Monday, May 19, 2008

.

How not to fight spam

There’s been a discussion on the IETF working group chairs mailing list about some of the criteria that are used to look for spam sent to IETF mailing lists. In particular, the IT department is using these four rules:

  1. Check that the HELO hostname has an A or MX record, defer if not.
  2. Check that the client IP address maps to a name; defer if not.
  3. Check that that name maps back to an IP address; defer if not.
  4. Check that the name-to-address mapping matches the client IP; defer if not (that is, check that steps 2 and 3 give consistent results).
There are some current cases where these rules are blocking legitimate posts to the mailing lists, and the discussion is about whether these rules are reasonable. I’ve sent the comments below as my contribution to the discussion, and I’m posting them here too, because they lead up to a significant point about how we fight spam.

The HELO command, in an SMTP email session, serves only to start the session and to identify the sending domain for the log file. The domain that’s given there is used for nothing — nothing at all. It’s easy to think that it’s reasonable to at least make sure that it’s a valid domain for sending mail from (the purpose of test 1, above), but the reality is that it can be bypassed by putting any domain at all there. I can send email and use HELO whitehouse.gov and the receiving mail server will be happy.

Entries for pointing and labeling

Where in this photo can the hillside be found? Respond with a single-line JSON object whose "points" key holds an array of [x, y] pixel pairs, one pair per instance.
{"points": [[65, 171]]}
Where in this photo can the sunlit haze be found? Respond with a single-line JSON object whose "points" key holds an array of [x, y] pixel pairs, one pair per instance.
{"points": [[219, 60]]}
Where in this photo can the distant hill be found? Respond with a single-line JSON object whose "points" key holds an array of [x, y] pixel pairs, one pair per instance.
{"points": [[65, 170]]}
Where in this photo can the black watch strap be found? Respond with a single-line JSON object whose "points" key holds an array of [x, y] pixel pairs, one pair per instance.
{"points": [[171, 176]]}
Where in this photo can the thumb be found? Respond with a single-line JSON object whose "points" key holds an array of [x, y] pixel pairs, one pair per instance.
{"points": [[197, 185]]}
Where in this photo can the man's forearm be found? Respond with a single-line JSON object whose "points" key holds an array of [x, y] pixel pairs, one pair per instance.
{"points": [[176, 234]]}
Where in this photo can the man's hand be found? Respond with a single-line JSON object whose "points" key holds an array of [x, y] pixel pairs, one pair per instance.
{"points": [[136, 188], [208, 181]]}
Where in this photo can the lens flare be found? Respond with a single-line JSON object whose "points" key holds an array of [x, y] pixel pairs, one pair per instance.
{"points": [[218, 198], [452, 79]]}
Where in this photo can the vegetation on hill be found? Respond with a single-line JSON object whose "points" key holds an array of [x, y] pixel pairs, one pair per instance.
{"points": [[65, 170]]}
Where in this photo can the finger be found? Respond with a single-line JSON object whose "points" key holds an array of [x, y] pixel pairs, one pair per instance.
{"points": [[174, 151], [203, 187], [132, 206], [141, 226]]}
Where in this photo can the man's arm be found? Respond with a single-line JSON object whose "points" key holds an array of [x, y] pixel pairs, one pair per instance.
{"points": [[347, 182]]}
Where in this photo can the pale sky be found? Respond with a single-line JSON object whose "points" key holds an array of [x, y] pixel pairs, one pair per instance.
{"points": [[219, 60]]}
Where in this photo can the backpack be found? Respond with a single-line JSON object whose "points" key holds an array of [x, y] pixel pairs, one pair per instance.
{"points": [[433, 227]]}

__Work to complete__. From the post about fighting spam, copy word for word the part that opens with the words containing "How not to fight" and closes with "address; defer if not.". Rely only on the post about fighting spam.

__Right answer__.
How not to fight spam

There’s been a discussion on the IETF working group chairs mailing list about some of the criteria that are used to look for spam sent to IETF mailing lists. In particular, the IT department is using these four rules:

  1. Check that the HELO hostname has an A or MX record, defer if not.
  2. Check that the client IP address maps to a name; defer if not.
  3. Check that that name maps back to an IP address; defer if not.